Material for the task Start Marker

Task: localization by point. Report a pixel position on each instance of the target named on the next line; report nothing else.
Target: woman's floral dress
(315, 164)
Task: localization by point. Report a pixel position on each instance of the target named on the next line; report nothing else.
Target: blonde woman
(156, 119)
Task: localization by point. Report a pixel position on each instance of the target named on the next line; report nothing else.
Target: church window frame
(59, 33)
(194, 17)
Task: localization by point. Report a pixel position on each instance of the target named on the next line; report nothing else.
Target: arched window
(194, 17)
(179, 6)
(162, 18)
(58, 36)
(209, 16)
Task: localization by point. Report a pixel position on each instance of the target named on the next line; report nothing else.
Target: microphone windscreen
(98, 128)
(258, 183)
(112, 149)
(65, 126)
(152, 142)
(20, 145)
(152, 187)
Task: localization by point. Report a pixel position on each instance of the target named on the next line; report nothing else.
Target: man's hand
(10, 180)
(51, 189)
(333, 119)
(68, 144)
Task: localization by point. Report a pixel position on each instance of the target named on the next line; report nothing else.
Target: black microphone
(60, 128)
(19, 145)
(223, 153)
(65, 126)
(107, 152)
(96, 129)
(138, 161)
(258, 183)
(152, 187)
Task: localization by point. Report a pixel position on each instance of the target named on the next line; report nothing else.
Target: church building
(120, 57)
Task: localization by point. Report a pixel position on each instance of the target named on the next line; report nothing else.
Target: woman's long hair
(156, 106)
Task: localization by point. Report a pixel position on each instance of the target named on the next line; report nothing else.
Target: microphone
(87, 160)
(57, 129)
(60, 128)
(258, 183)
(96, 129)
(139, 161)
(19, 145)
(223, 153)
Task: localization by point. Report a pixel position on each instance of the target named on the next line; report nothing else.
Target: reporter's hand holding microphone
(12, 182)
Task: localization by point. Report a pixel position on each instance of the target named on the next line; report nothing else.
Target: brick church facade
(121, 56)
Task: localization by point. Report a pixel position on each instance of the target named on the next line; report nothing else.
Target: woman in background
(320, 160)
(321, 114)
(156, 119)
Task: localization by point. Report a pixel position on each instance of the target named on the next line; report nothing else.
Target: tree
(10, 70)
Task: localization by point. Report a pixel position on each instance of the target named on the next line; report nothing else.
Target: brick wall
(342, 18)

Material for the task End Marker

### The task
Output the data exactly, so that every line matches the original.

### Task answer
Task: localization by point. Report a pixel position on each instance of the target named on the next line; report nothing else.
Target: woman's floral dress
(315, 164)
Task: localization by point. Report a pixel position on each instance of the target named on the next line; report nothing else.
Target: blonde woman
(156, 119)
Task: localization by point. Report a pixel position on each instance of the target named on the next line; report nothing else.
Target: church window frame
(59, 33)
(194, 17)
Task: localization by point. Report a pixel position on each instance of the target named on the next line; report nothing else.
Target: arched window
(194, 17)
(179, 6)
(162, 18)
(58, 36)
(209, 16)
Task: localization by point. Report a pixel position on each instance of the target named on the next line; report nothing else.
Target: microphone windscreen
(98, 128)
(258, 183)
(112, 149)
(65, 126)
(152, 142)
(20, 145)
(152, 187)
Task: localization by point. Report a pixel position on each instance of the target named on the next line; report nothing else.
Target: man's hand
(10, 180)
(51, 189)
(333, 119)
(68, 144)
Task: localization by point. Report a pixel position on each instance of the target named on the next line; report nothing else.
Target: black microphone
(60, 128)
(19, 145)
(223, 153)
(65, 126)
(107, 152)
(96, 129)
(138, 161)
(258, 183)
(152, 187)
Task: localization by point. Report a pixel position on each instance of the target named on the next line; report nothing else.
Target: church building
(120, 57)
Task: localization by point. Report a pixel position on each instance of the target named on the next line; report nothing else.
Target: woman's long hair
(156, 106)
Task: localization by point. Report a pixel position on each instance of the target named on the next line; report nothing else.
Target: microphone
(87, 160)
(57, 129)
(60, 128)
(258, 183)
(96, 129)
(139, 161)
(19, 145)
(223, 153)
Task: localization by point. Report a pixel position on each instance of the target named on the next line; report nothing else.
Target: reporter's hand holding microphone
(12, 182)
Task: localization by point. Report a pixel position on each instance of the target named on the next line; report nothing else.
Target: brick church facade
(121, 56)
Task: localization by point. Report a pixel position on each instance of the target named on the next line; report nothing else.
Target: woman in background
(320, 160)
(321, 114)
(156, 119)
Task: localization by point. Report a pixel position on each instance of the target named on the next line; report nothing else.
Target: tree
(10, 70)
Task: localization by point. Report a pixel position on each instance of the target named on the next line; report nothing else.
Target: brick wall
(342, 18)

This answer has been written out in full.